Task directions: Reproduce every entry below precisely; do not include the pictures.

------------------------

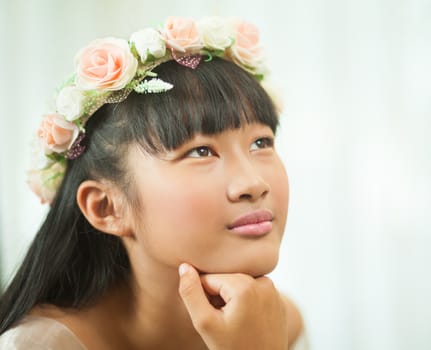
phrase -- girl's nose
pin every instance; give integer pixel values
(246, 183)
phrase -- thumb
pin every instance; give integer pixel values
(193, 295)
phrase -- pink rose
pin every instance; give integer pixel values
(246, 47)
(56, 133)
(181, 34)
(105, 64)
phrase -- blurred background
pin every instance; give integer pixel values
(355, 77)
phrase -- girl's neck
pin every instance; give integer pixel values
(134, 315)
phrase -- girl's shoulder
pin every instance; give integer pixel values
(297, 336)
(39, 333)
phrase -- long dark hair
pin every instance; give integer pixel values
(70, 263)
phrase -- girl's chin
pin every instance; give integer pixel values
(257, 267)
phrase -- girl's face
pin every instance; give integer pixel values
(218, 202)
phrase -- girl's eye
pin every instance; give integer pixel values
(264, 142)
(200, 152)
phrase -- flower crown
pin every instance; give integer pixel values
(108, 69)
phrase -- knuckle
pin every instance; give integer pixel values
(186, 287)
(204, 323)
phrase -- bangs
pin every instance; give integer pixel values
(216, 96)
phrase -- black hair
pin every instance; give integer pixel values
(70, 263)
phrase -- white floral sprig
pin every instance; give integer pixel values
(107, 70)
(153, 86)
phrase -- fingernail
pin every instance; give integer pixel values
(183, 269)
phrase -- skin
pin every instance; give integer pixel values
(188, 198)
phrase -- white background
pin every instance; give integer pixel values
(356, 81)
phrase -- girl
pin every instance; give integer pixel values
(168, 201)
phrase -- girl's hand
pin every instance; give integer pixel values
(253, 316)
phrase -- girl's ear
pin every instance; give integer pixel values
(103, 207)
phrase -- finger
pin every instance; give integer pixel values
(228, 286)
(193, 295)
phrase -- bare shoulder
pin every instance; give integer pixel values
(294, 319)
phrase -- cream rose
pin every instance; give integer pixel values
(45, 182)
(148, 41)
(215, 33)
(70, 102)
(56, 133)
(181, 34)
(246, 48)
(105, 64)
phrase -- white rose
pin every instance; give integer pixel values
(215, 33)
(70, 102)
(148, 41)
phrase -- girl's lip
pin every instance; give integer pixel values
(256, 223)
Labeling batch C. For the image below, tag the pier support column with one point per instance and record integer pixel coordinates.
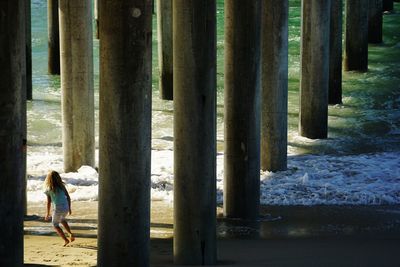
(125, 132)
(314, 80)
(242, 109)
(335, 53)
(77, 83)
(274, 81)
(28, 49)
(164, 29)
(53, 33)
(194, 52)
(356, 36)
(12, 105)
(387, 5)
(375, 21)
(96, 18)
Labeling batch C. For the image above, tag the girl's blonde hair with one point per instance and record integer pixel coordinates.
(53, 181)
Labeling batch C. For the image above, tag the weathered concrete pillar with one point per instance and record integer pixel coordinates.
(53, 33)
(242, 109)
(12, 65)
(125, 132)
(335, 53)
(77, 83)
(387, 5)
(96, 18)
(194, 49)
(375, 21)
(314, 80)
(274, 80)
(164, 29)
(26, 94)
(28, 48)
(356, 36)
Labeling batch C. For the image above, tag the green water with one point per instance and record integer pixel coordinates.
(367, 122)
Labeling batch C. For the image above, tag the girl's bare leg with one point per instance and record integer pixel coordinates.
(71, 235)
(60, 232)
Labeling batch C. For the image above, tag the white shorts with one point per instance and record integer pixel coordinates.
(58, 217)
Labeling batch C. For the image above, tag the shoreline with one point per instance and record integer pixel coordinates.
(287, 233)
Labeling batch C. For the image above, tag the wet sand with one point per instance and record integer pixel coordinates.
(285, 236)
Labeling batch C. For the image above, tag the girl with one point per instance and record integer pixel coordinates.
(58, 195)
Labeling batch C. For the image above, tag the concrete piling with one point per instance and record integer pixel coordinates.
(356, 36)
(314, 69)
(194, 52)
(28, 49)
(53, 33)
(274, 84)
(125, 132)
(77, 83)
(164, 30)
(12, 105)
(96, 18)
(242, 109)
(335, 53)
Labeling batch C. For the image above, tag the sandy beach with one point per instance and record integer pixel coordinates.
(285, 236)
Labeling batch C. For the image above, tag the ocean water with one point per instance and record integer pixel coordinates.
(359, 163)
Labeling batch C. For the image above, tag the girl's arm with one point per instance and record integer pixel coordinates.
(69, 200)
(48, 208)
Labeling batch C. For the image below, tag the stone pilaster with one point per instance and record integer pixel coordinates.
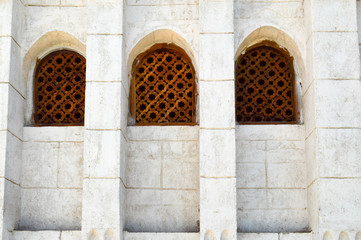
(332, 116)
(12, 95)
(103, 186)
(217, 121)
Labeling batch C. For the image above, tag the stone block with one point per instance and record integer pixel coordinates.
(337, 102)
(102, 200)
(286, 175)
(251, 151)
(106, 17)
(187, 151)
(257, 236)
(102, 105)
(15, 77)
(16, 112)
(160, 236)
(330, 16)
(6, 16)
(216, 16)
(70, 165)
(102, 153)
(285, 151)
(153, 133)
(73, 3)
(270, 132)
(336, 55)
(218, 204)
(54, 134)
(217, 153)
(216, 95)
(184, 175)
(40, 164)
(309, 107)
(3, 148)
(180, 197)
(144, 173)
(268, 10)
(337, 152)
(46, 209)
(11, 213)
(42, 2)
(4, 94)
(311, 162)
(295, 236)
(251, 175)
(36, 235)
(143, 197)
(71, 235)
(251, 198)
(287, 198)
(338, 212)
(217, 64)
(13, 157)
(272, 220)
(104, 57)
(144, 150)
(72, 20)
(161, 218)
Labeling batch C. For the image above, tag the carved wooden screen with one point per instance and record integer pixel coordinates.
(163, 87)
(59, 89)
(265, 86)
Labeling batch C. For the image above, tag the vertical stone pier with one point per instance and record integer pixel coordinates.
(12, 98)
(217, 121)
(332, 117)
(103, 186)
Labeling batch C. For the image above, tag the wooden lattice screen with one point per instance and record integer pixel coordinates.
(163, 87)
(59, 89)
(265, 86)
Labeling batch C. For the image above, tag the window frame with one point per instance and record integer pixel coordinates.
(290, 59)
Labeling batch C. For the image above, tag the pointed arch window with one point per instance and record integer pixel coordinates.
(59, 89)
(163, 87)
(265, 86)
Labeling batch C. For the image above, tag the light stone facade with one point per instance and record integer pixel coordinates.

------------------------

Exercise response:
phrase -- girl's nose
pin every instance; give integer pixel values
(246, 183)
phrase -- thumb
pin every instance; give integer pixel values
(193, 295)
phrase -- pink rose
pin every instance; give integer pixel values
(246, 47)
(56, 133)
(181, 34)
(105, 64)
phrase -- blurred background
pin every instance; give integer pixel values
(355, 77)
phrase -- girl's neck
pin every instance; give integer pixel values
(134, 315)
phrase -- girl's shoulder
pin every instance; give integer pixel values
(297, 336)
(39, 333)
phrase -- long dark hair
pin every instance; give integer pixel values
(70, 263)
phrase -- girl's chin
pin every instance; give integer pixel values
(257, 267)
phrase -- girl's face
pin every instance; give integer pixel values
(218, 202)
phrase -- girl's eye
pin every instance; give integer pixel values
(264, 142)
(200, 152)
phrase -- flower crown
pin every instance; give integer pixel values
(108, 69)
phrase -- knuckle
pin every instance; give integer pixel values
(186, 287)
(204, 323)
phrase -- bangs
pin every instance; give integer pixel values
(216, 96)
phrase -- black hair
pin every instance; give integer pixel values
(70, 263)
phrase -- white floral sprig
pin every instance; give integer pixel values
(107, 70)
(153, 86)
phrase -- fingernail
pin every instance; give integer pixel values
(183, 269)
phrase -- skin
pin every instance; give integer pixel values
(188, 198)
phrase -- white background
pin every instance; give integer pixel values
(356, 81)
phrase -- girl
pin every instance; give integer pixel values
(168, 201)
phrase -- girl's hand
pin every instance; give integer pixel values
(253, 316)
phrase -- girl's ear
pin every instance; give integer pixel values
(103, 207)
phrase -- finger
pin every instance; give integer pixel values
(228, 286)
(193, 295)
phrase -- bare shoulder
pin every instance; give integer pixel values
(294, 319)
phrase -- cream rose
pin every instance; give integer pixel values
(45, 182)
(148, 41)
(215, 33)
(70, 102)
(56, 133)
(181, 34)
(246, 48)
(105, 64)
phrase -- white rose
pin every instance; give integer pixel values
(215, 33)
(70, 102)
(148, 41)
phrase -- girl's lip
pin every instance; give integer pixel values
(256, 223)
Labeling batch C. For the image below, tag the pier support column with one point per instance and record integer pixel coordinates.
(125, 132)
(314, 80)
(242, 109)
(335, 53)
(77, 83)
(274, 81)
(28, 49)
(164, 29)
(53, 33)
(194, 52)
(356, 36)
(12, 105)
(387, 5)
(375, 21)
(96, 18)
Labeling batch C. For the image above, tag the girl's blonde hair with one point per instance and record integer pixel coordinates.
(53, 181)
Labeling batch C. For the image above, tag the weathered concrete pillar with one point per instance and record integer pixel coordinates.
(53, 33)
(242, 109)
(12, 65)
(125, 132)
(335, 53)
(77, 83)
(387, 5)
(96, 18)
(194, 49)
(375, 21)
(314, 80)
(274, 80)
(164, 29)
(26, 94)
(28, 48)
(356, 36)
Labeling batch C. For the image above, tag the green water with one point per instance and record integer pixel coordinates.
(367, 122)
Labeling batch C. For the image above, tag the girl's bare leg with one point per instance and record integer pixel coordinates.
(71, 235)
(60, 232)
Labeling batch C. For the image above, tag the white shorts with one point per instance and record integer pixel coordinates.
(58, 217)
Labeling batch C. For the image above, tag the shoreline with one point per instance and record integer pixel coordinates.
(287, 233)
Labeling batch C. For the image above, tag the wet sand with one point per instance and record integer pixel coordinates.
(285, 236)
Labeling batch C. For the image above, tag the girl with one point per instance and record integer pixel coordinates.
(58, 195)
Labeling batch C. For the image above, tag the concrete piling with one point per instance and record integer pixel coordinates.
(356, 36)
(314, 69)
(194, 52)
(28, 49)
(53, 33)
(274, 84)
(125, 132)
(77, 83)
(164, 30)
(12, 105)
(96, 18)
(242, 109)
(335, 53)
Labeling batch C. For the image above, tag the sandy beach with one point per instance and record integer pixel coordinates.
(285, 236)
Labeling batch C. For the image above, tag the ocean water with one point per instance and record integer pixel coordinates.
(359, 163)
Labeling batch C. For the image above, tag the girl's arm with one point per instance and record integer pixel coordinates.
(69, 200)
(48, 208)
Labeling batch C. For the image below, tag the stone pilaster with one point per instance and record integer pixel coordinates.
(332, 116)
(12, 95)
(103, 186)
(217, 121)
Labeling batch C. For the image above, tag the stone block with one point per instance and record integer pixel coordinates.
(337, 102)
(102, 200)
(286, 175)
(251, 151)
(106, 17)
(187, 151)
(257, 236)
(102, 105)
(15, 77)
(16, 112)
(160, 236)
(330, 16)
(6, 16)
(216, 16)
(70, 165)
(102, 153)
(285, 151)
(153, 133)
(73, 3)
(270, 132)
(336, 55)
(218, 204)
(54, 134)
(217, 153)
(216, 95)
(184, 175)
(40, 164)
(309, 107)
(3, 148)
(180, 197)
(144, 173)
(268, 10)
(337, 152)
(46, 209)
(11, 213)
(42, 2)
(4, 94)
(311, 162)
(295, 236)
(251, 175)
(36, 235)
(143, 197)
(71, 235)
(251, 198)
(287, 198)
(338, 212)
(217, 64)
(13, 157)
(272, 220)
(104, 57)
(144, 150)
(72, 20)
(161, 218)
Labeling batch C. For the image above, tag the carved wooden screen with one point per instance and record integer pixel coordinates.
(163, 87)
(59, 89)
(265, 86)
Labeling batch C. For the image above, tag the vertical stone pier with one point per instance and record integer pixel coordinates.
(12, 98)
(217, 121)
(332, 117)
(103, 186)
Labeling batch C. For the image above, tag the wooden lattice screen with one point per instance and record integer pixel coordinates.
(163, 87)
(59, 89)
(265, 86)
Labeling batch C. For the image above, tag the window frame with one point per instance and record integer pixel coordinates.
(290, 59)
Labeling batch C. For the image above, tag the pointed arch window with one point per instance and record integer pixel coordinates.
(59, 89)
(163, 87)
(265, 86)
Labeling batch C. For the image above, tag the light stone facade with one point per instance and record integer pixel coordinates.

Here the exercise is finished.